Stored items from a collection:
•••

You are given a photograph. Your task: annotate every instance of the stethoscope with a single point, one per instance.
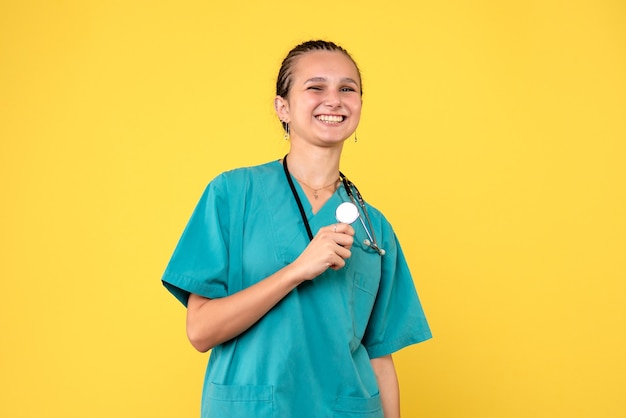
(347, 212)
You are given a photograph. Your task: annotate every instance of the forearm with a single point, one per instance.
(387, 385)
(213, 321)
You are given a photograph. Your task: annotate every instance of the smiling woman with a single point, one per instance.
(263, 251)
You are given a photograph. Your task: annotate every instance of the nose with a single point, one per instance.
(332, 99)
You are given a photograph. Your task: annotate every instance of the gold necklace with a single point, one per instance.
(315, 195)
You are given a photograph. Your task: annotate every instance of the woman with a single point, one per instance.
(302, 312)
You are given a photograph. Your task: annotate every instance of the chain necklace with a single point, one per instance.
(315, 195)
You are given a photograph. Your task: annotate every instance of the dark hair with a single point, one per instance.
(283, 82)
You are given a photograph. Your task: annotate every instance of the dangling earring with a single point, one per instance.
(286, 128)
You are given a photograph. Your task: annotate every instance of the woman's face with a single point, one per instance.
(324, 103)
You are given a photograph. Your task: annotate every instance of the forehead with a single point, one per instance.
(327, 64)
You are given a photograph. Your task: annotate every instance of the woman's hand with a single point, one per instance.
(329, 249)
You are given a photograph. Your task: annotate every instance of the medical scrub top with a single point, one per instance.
(310, 355)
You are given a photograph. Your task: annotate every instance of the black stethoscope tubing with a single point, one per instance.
(349, 187)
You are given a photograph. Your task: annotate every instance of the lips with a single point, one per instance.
(330, 118)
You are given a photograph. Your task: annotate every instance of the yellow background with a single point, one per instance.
(492, 137)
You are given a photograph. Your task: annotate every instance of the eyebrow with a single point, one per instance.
(323, 79)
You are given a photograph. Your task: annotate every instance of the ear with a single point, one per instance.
(281, 106)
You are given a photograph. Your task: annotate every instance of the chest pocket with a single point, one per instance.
(236, 401)
(349, 407)
(365, 267)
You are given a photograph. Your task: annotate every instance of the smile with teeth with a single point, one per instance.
(330, 118)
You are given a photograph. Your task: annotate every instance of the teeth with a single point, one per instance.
(330, 118)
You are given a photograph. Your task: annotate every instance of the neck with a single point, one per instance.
(317, 167)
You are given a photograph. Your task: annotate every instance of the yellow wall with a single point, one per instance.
(492, 136)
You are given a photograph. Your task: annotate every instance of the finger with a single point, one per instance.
(337, 264)
(344, 240)
(343, 229)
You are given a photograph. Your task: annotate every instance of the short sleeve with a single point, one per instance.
(199, 263)
(397, 318)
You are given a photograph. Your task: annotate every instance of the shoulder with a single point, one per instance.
(243, 177)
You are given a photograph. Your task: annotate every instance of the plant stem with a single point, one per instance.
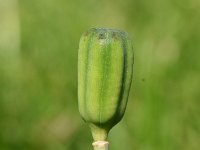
(100, 145)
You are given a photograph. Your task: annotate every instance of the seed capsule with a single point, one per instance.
(105, 64)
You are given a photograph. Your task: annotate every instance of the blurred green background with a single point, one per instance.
(38, 73)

•••

Could you repeat each line above exactly as written? Omit the pictures.

Exercise answer:
You are given a photograph. Your task: annotate every instance of the stethoscope with a single point, one per instance.
(347, 212)
You are given a photograph. Your task: annotate every instance of the forearm with a single point, one per instance.
(387, 385)
(213, 321)
You are given a photograph. Your task: annotate every instance of the smiling woman with a single point, one per instance.
(263, 251)
You are given a photograph. Your task: annotate every instance of the nose with a single point, one per instance.
(332, 99)
You are given a photograph. Your task: annotate every instance of the gold necklace with a single point, one per instance.
(315, 195)
You are given a photograph. Your task: annotate every instance of the woman with a single point, one per instance.
(302, 312)
You are given a photograph. Your task: annotate every instance of the chain necklace with a single point, one per instance.
(315, 195)
You are given a photograph. Your task: annotate every instance of the dark hair with a single point, one per instance.
(283, 82)
You are given a photograph. Your task: annotate every instance of the dangling earring with a single point, one per instance.
(286, 128)
You are given a photograph. Your task: annotate every instance of the woman's face with a single point, one per instance.
(324, 103)
You are given a photograph. Your task: annotate every instance of the forehead with a single point, one per instance.
(327, 64)
You are given a photograph. Your task: annotate every instance of the woman's hand with a single point, one per instance.
(329, 249)
You are given a photograph. Your task: annotate every instance of the medical scrub top with a single point, one per instance.
(310, 355)
You are given a photograph. Your task: annotate every instance of the black stethoscope tubing with a single point, one per instance.
(349, 187)
You are given a photograph. Your task: annotate every instance of the lips with a single point, one per instance.
(330, 118)
You are given a photograph. Your task: annotate every instance of the yellow background with a single point, one per instance.
(492, 137)
You are given a photograph. Your task: annotate every instance of the eyebrow with a single point, one per instance.
(323, 79)
You are given a photograph. Your task: annotate every instance of the ear with a single point, one per instance.
(281, 106)
You are given a photograph. Your task: annotate every instance of the chest pocket with a single point, one per instance.
(236, 401)
(349, 407)
(365, 267)
You are given a photograph. Your task: annotate every instance of the smile with teeth with a single point, one per instance.
(330, 118)
You are given a photograph. Your task: annotate every instance of the teeth with a single point, one per instance.
(330, 118)
You are given a photograph. Your task: annotate every instance of the neck with a single point, one per instance.
(317, 167)
You are given a photograph. Your task: annotate every instance of the yellow wall with a single point, one per instance.
(492, 136)
You are given a photograph. Your task: annotate every instance of the finger with a single point, one per instance.
(337, 264)
(344, 240)
(343, 229)
You are given a photograph. Your task: annotate every instance of the short sleeve with a single point, one per instance.
(199, 263)
(397, 318)
You are given a photograph. Your task: annotate every instance of the shoulder with a single point, one per instance.
(243, 177)
You are given a photograph. Your task: annotate every instance of the plant stem with a single point, one per instance.
(100, 145)
You are given a photograph. Your task: annotate every instance of the seed capsule with a single point, one per instance.
(105, 64)
You are given a photograph. Your task: annotate every instance of the blurred green background with a single point, one per instance.
(38, 73)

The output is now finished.